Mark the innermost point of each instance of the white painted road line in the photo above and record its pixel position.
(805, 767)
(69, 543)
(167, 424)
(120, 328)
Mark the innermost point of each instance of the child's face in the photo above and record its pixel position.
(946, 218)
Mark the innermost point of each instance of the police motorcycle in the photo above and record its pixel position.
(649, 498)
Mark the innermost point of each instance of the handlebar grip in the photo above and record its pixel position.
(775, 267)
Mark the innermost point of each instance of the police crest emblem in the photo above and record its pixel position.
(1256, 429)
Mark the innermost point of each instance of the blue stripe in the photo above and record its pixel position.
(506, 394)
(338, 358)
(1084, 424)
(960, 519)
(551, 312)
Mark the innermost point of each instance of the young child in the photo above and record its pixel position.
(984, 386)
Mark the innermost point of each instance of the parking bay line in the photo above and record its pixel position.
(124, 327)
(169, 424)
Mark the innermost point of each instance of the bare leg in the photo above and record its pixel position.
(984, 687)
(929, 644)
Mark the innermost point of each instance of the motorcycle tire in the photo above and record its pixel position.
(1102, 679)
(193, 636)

WHAT IS NEEDED: All the entries above need to be repeated word for word.

ANSWER BELOW:
Mark the innermost point of each instance of the white painted road line in the photo above and record its pixel position.
(805, 767)
(69, 543)
(167, 424)
(120, 328)
Mark the innermost point of each instance of the child's face in the photo above and record its pixel position.
(946, 218)
Mark the innermost point of each instance of the police motorcycle in the photo above and record its pixel position.
(649, 498)
Mark the innermost point of each instance of the handlebar grip in the photo above and record its pixel position.
(775, 267)
Mark the innermost point of each instance of the police crest emblem in the photo above and record its pixel position.
(1256, 429)
Mark the innermost point of each instance of the blue stripe in the photo above and record its pixel position.
(506, 394)
(338, 358)
(1084, 424)
(960, 519)
(551, 312)
Mark the innermost point of each instance of the young child in the photo above and record its pixel position.
(984, 386)
Mark the innermost point of each instance of the parking bay line in the photo above and record its pixel position.
(124, 327)
(169, 424)
Mark the innermost point of each instance of the bare leg in the photo above and record its pixel position.
(984, 687)
(929, 644)
Mark the innermost point of each instance of the motorcycle tire in the photo above and record its pixel position.
(1102, 679)
(193, 636)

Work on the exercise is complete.